[Collection entries]

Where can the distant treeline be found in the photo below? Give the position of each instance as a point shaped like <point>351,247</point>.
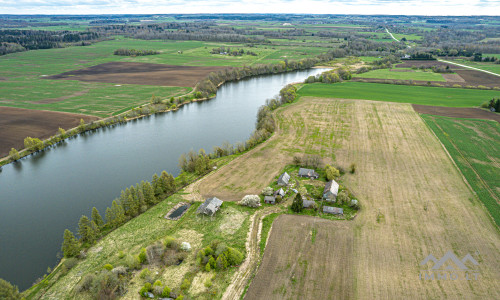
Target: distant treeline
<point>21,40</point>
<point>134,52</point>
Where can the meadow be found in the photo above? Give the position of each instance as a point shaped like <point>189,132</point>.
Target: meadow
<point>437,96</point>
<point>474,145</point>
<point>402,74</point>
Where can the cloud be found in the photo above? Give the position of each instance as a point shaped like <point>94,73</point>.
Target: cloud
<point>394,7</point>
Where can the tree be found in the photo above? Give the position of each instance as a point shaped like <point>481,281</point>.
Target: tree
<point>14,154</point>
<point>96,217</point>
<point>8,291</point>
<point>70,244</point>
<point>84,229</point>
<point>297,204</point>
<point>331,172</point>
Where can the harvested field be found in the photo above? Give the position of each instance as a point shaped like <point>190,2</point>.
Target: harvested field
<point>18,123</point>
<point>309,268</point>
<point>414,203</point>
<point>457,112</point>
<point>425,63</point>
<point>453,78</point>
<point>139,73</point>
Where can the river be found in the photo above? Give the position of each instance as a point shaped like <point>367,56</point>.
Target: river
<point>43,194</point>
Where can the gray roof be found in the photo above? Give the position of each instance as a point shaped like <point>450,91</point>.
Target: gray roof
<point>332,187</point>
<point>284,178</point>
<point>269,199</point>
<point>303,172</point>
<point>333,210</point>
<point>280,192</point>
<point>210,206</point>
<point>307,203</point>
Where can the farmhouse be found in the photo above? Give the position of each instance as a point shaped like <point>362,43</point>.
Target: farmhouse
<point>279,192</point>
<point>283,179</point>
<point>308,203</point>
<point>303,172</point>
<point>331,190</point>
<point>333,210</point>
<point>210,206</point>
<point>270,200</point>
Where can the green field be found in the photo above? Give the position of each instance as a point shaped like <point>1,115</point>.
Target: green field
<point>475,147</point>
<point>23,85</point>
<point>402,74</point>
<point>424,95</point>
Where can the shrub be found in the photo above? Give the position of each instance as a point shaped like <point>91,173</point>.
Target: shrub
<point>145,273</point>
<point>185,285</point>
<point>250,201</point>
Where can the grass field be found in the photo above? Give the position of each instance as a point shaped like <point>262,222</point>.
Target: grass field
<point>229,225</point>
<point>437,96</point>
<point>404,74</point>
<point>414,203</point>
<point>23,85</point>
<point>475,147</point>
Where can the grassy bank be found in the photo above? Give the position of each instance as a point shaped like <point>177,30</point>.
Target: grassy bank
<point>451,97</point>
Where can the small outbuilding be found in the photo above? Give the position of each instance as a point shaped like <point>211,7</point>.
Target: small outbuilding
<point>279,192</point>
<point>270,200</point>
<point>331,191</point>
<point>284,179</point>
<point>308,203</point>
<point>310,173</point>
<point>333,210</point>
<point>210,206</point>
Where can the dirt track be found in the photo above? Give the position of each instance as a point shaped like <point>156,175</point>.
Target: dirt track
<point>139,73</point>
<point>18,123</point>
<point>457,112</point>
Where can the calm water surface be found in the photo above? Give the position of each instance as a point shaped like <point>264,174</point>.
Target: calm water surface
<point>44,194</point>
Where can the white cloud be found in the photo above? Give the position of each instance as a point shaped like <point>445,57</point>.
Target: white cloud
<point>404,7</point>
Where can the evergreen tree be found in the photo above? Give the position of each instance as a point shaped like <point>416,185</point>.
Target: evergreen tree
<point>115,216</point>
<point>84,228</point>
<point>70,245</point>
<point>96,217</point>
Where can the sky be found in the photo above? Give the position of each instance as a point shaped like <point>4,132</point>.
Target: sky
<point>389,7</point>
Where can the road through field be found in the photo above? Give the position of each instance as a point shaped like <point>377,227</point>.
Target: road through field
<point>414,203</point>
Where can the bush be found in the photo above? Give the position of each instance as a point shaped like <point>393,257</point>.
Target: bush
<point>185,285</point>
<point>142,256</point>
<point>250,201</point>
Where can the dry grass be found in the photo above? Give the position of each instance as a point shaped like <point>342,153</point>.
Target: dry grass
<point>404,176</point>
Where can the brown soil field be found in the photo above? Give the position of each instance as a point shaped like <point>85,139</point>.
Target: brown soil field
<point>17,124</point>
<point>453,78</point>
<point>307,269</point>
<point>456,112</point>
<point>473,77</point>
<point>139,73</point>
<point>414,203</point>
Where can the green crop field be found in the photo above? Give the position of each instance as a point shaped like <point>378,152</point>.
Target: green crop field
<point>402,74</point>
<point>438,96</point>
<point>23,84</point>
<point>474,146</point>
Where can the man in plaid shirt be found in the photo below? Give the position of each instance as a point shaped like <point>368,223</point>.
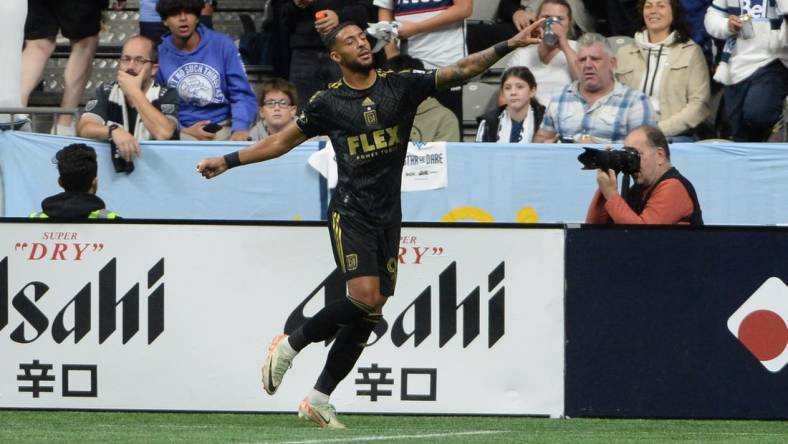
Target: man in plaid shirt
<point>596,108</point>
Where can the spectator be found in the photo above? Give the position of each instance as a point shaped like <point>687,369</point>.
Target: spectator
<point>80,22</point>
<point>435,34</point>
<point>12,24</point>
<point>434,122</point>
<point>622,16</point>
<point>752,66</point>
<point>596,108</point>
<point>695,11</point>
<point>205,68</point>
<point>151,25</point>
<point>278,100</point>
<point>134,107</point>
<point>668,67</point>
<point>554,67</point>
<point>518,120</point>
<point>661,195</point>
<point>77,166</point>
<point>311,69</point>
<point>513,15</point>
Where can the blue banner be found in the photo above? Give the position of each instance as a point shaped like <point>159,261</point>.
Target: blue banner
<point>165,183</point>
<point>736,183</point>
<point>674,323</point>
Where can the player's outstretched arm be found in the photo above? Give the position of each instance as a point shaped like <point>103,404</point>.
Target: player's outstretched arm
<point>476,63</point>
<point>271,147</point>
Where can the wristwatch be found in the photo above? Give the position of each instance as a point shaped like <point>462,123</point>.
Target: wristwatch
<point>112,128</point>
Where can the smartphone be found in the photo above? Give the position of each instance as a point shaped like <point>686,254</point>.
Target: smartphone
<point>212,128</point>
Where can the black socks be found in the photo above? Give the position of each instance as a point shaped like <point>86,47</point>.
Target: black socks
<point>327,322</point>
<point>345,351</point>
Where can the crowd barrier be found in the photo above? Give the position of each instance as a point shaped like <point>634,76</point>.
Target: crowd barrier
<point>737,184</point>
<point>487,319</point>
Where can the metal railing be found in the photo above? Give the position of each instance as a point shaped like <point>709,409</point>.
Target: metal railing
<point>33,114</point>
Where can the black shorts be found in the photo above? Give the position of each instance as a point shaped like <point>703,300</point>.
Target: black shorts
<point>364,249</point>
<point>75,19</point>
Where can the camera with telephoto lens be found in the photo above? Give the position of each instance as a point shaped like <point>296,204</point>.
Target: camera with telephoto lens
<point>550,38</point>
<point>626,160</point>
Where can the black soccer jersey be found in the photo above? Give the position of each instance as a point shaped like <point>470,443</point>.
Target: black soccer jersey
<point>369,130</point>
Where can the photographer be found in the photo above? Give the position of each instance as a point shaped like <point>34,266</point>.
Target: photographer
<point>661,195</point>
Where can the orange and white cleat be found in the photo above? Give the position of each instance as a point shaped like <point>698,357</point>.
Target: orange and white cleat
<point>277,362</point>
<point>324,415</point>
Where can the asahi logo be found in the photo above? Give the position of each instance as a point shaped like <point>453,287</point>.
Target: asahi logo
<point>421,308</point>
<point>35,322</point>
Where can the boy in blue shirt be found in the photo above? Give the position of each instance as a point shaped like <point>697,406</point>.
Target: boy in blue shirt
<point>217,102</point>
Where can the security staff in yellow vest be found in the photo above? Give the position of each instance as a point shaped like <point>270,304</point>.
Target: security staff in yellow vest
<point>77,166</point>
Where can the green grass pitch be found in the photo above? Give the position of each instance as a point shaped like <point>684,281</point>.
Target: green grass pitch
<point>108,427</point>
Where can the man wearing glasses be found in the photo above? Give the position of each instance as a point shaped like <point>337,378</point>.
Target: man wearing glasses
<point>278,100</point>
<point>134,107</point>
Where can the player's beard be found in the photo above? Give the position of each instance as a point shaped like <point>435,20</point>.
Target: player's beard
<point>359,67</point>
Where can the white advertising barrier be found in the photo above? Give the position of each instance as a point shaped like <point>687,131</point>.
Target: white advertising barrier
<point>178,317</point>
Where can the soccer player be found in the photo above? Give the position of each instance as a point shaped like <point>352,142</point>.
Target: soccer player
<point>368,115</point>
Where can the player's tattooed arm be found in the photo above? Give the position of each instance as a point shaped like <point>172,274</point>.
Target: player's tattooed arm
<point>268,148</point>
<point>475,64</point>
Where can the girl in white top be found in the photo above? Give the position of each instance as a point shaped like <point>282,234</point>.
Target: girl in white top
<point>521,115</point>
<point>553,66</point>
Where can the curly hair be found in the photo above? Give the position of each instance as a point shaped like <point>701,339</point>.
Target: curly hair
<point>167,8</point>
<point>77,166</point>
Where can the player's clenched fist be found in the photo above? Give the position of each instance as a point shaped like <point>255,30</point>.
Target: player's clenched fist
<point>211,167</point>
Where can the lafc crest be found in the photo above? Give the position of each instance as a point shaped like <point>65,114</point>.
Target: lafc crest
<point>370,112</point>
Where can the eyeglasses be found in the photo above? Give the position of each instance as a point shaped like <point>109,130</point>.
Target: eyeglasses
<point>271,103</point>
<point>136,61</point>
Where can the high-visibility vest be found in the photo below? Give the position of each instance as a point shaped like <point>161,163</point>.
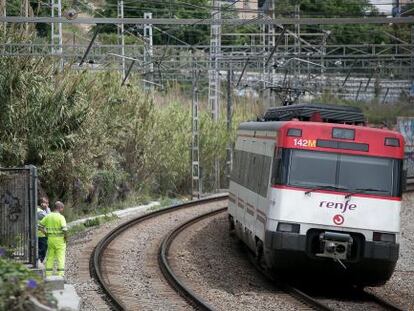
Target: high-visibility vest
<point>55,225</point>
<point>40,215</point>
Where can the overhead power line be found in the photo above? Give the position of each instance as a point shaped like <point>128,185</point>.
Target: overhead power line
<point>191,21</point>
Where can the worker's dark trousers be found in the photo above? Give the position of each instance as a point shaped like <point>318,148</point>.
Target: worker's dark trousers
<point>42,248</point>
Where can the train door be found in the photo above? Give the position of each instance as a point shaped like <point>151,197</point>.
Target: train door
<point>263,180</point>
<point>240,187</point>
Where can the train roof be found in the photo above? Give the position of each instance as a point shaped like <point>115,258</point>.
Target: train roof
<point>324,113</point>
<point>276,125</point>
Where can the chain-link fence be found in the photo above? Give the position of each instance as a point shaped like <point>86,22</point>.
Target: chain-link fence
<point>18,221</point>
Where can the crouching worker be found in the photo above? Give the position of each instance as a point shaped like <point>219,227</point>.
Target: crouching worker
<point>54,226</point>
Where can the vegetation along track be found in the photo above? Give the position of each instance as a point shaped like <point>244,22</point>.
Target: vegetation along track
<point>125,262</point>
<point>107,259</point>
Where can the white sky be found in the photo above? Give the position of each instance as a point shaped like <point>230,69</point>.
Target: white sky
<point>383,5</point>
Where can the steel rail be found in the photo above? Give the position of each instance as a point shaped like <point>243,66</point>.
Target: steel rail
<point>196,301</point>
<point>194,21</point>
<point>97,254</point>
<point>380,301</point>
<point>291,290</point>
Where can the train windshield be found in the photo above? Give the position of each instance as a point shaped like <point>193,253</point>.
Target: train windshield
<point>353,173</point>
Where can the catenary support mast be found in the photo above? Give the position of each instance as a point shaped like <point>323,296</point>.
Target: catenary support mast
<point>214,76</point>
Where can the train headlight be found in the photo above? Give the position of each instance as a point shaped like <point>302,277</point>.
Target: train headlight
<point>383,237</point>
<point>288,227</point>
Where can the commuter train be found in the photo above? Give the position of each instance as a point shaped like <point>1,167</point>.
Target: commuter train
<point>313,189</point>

[What you should do]: Set down, exactly as they appear above, all lines from the one that has "Target: chain-link fence" down to the one that has "Where can the steel", including those two and no others.

[Task result]:
Target: chain-link fence
<point>18,221</point>
Where can the crouching worker be found in the photo above? Give the position of each instance as a point shaped like <point>219,227</point>.
Target: crouching worker
<point>54,226</point>
Where can the vegetation along track be found in the photo above? Give the position of each instance as a point shaped like <point>244,22</point>.
Target: vegetation along track
<point>125,262</point>
<point>107,259</point>
Where can the white sky be found in the photo above? Give the position of each instance as a point shaped like <point>230,69</point>.
Target: white sky
<point>383,5</point>
Where can the steel rail be found in the photo above? Give the position of each instance as a point shaped like <point>243,66</point>.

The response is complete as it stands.